# TASKS TO CARRY OUT:
1. In the wildfire update, print the passage between "Crews responded to" and "the fire’s spread.", inclusive.
2. According to the wildfire update, what limited the spread of the roughly one acre fire in the Bud Love area?
3. Continue the wildfire update from its last sentence.

# SOURCE EXCERPT:
▬▬▬▬▬▬▬▬▬▬
Fire activity on the forest was minimal outside of the Elk fire.

Crews responded to a roughly one acre fire in the Bud Love area over the weekend, according to the forest’s Facebook page. The social media post says that the cause, at this point, is undetermined. It was quickly declared controlled and out, as snow and light fuels limited the fire’s spread.

While BLM, state and county lands have been under fire restrictions since early summer, the forest banned campfires for just a short stint during the Elk fire.

“We were evaluating fuels conditions on the forest all summer long, and we never really got up into that overly concerning fuel condition,” Weakland said, referring to staff’s regular testing of fuel moisture. “And we weren’t having a problem with people leaving campfires that needed to be dealt with. So there wasn’t a need to move into restrictions.”

In early November, both the Bighorn Mountains and the lower elevation Powder River Basin have seen both snow and rainfall. The National Interagency Fire Center outlook for November and December shows that the southeastern U.S. has significant wildfire potential, giving the Mountain West a much-needed reprieve.
▬▬▬▬▬▬▬▬▬▬
# DATA ENTRIES:
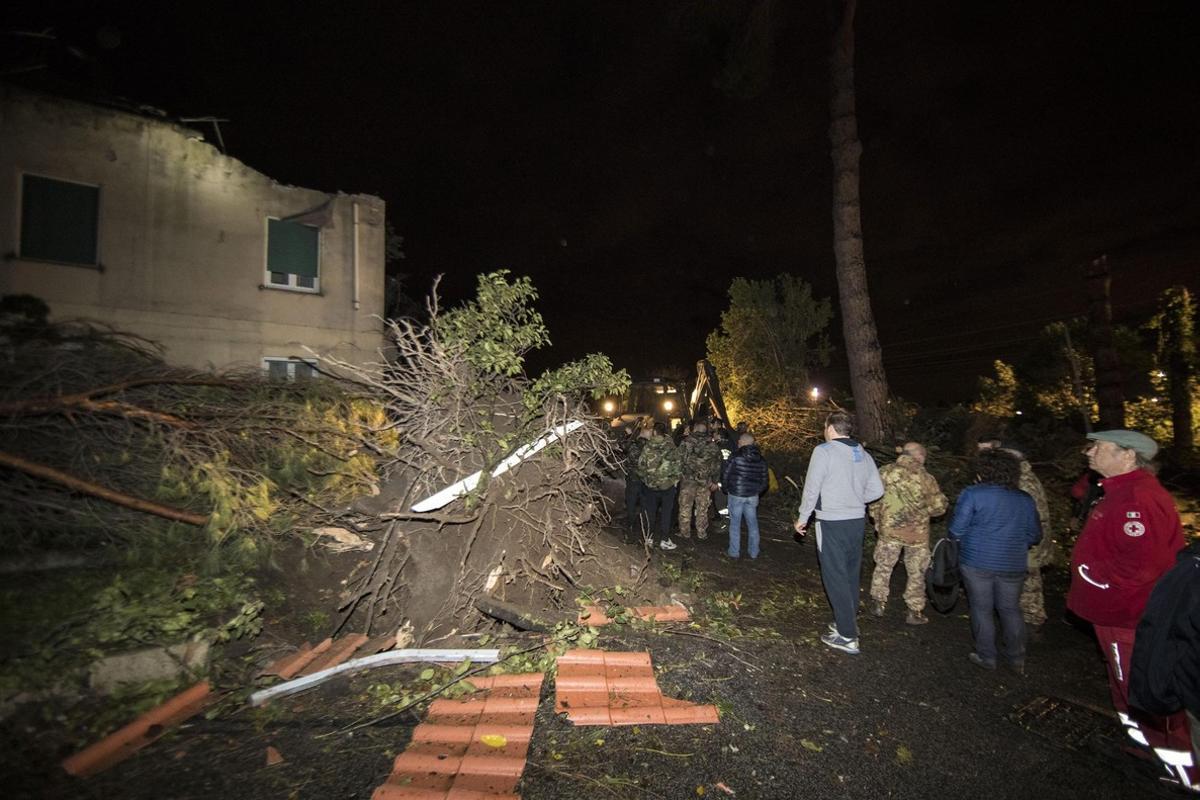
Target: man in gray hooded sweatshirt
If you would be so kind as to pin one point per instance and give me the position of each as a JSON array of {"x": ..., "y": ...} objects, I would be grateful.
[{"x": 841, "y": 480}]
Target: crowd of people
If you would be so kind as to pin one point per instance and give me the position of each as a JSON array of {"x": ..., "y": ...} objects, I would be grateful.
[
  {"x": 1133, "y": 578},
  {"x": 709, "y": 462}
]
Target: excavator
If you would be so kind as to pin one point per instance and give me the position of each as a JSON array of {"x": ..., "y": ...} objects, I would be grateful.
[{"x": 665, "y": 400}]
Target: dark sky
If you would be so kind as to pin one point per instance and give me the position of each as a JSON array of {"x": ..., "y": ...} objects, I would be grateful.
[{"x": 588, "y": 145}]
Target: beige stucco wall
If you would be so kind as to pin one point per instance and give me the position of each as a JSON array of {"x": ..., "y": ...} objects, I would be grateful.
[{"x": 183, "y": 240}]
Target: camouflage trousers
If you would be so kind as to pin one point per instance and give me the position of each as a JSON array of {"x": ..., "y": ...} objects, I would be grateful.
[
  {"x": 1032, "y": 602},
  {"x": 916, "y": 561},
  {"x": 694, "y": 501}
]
▬▬▬▬▬▬▬▬▬▬
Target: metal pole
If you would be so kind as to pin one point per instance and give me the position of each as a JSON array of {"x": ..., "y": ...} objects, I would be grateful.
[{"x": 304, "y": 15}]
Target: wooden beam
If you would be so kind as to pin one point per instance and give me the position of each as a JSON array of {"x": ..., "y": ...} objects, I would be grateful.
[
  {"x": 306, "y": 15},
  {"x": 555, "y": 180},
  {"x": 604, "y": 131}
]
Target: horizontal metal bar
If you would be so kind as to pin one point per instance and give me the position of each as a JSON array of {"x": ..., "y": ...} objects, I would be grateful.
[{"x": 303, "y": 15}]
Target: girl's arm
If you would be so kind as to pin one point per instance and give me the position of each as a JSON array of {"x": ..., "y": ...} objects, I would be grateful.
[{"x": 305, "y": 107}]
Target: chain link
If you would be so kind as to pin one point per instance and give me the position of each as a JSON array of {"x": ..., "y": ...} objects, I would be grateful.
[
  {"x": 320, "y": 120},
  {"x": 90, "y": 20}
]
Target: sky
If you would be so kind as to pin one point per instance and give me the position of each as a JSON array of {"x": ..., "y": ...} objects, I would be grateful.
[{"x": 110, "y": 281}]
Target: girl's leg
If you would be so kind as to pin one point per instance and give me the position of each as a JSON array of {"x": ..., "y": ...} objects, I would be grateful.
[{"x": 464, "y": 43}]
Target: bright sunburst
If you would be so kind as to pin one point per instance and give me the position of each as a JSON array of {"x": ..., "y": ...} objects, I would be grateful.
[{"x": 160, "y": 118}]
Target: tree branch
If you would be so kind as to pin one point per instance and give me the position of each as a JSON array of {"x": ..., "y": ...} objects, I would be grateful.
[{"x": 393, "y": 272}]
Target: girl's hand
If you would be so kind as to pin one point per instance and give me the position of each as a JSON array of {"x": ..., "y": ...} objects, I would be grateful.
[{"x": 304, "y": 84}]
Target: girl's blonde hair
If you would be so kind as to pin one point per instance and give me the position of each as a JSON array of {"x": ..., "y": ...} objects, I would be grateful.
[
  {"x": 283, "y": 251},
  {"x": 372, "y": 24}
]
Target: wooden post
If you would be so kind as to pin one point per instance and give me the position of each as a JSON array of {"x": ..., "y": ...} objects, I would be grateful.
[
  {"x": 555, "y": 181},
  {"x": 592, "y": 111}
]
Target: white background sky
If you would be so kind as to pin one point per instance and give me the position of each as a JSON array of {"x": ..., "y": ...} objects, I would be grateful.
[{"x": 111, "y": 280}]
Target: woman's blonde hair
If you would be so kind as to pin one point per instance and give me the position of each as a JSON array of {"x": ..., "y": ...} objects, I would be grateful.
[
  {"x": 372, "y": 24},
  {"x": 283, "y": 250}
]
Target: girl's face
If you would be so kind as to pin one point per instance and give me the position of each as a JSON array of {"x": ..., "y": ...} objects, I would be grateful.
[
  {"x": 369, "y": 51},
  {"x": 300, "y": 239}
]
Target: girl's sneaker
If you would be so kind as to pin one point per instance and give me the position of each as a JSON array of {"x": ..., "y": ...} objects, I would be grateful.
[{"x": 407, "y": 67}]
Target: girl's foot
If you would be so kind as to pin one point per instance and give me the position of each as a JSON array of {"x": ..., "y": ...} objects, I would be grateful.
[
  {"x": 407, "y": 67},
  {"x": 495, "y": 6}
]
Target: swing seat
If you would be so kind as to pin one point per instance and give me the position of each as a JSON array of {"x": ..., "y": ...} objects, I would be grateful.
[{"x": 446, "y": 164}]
▬▬▬▬▬▬▬▬▬▬
# ANSWERS PER TASK:
1.
Crews responded to a roughly one acre fire in the Bud Love area over the weekend, according to the forest’s Facebook page. The social media post says that the cause, at this point, is undetermined. It was quickly declared controlled and out, as snow and light fuels limited the fire’s spread.

2. Snow and light fuels limited its spread.

3.
Local fire managers highlighted the level of cooperation between counties, federal and state agencies, local volunteer fire departments, and private landowners who lent equipment and manpower throughout the season, as a positive aspect of the active fire season in northeast Wyoming.

“We’re blessed in this part of the state of Wyoming – I think overall in Wyoming – that we work really, really well together,” McCarthy said. “We understand the need to be on the same team. That’s really important.”

This story was published on November 14, 2024.